(Excerpt Opens)
American writer (1951–2014)

Chris "C. J." Henderson (December 26, 1951 – July 4, 2014) was an American writer of horror, hardboiled crime fiction and comic books, known for such works as the Piers Knight and Teddy London series. His comics work includes books for Marvel Comics and Valiant Comics.

==Early life==
C. J. Henderson grew up in the mid-Atlantic region of the United States. His family moved around for the first few years of his life until finally settling in Bridgeville in Western Pennsylvania. After attending the California University of Pennsylvania, he moved to New York City. He began telling stories when he was young. He listed his favorite authors as Robert E. Howard, H.P. Lovecraft, Poul Anderson, Frank Miller, Stan Lee, Alan Moore, Clifford D. Simak, John Brunner, Philip K. Dick, James Clavell, Lester Dent, Jonathan Swift, Edgar Rice Burroughs, C. J. Cherryh, Sax Rohmer, Rex Stout, Jack Vance, Brett Halliday, Jack London, C.L. Moore, and Percy Bysshe Shelley. His favorite poem was Shelley's "Ozymandias".

==Career==
Before he was able to make a living from writing, Henderson worked in a variety of jobs, such as cooking, waiting tables and washing dishes in the food service industry, managing a movie theater, interior painting, and working as a blackjack dealer, road crew technician, salesman and bank guard. He has worked in education as an instructor of English and creative writing, drama coach and camp counselor. Aside from fiction, his publishing work also includes working as a movie critic, magazine editor.
(Excerpt Closes)
(Entries provided Opens)
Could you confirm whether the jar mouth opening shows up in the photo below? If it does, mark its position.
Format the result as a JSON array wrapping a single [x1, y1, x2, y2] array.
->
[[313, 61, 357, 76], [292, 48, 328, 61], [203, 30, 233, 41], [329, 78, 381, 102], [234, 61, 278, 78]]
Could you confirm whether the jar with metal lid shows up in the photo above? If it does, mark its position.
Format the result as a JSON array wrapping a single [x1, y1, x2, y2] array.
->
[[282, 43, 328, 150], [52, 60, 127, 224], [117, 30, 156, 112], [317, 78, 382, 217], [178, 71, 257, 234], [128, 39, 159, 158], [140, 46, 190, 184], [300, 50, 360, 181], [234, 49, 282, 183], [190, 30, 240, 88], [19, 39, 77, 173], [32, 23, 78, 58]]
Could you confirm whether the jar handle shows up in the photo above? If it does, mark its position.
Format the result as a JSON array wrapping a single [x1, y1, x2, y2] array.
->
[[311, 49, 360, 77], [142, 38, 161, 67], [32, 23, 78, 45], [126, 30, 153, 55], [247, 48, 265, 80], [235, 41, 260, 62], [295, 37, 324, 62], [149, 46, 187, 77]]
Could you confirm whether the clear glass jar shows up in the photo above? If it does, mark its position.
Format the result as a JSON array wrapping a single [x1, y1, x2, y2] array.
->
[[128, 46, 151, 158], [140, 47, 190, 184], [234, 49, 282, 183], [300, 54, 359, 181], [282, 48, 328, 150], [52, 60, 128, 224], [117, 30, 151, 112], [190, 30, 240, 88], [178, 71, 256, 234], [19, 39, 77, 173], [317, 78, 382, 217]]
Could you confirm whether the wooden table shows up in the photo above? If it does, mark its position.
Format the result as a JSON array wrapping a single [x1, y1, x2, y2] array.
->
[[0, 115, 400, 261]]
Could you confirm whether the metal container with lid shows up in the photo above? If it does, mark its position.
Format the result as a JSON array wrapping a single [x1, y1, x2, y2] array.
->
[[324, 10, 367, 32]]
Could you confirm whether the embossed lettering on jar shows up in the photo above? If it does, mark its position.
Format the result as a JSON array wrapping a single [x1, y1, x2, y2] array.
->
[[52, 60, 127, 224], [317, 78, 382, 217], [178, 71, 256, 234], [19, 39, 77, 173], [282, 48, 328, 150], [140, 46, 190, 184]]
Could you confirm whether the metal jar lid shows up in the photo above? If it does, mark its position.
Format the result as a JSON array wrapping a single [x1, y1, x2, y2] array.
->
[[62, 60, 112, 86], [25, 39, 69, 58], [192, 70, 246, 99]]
(Entries provided Closes)
### What the task requires
Decide whether each statement agrees with the excerpt about C. J. Henderson, answering yes or no and quoting the words of the excerpt that settle it. (a) Henderson attended a university in Pennsylvania before moving to New York City. (b) Henderson's favorite poem was written by H.P. Lovecraft. (c) Henderson worked as a blackjack dealer before he could make a living from writing.

### Answer to the exercise
(a) Yes: "After attending the California University of Pennsylvania, he moved to New York City."
(b) No: "His favorite poem was Shelley's "Ozymandias"."
(c) Yes: "Before he was able to make a living from writing, Henderson worked in a variety of jobs" and "working as a blackjack dealer".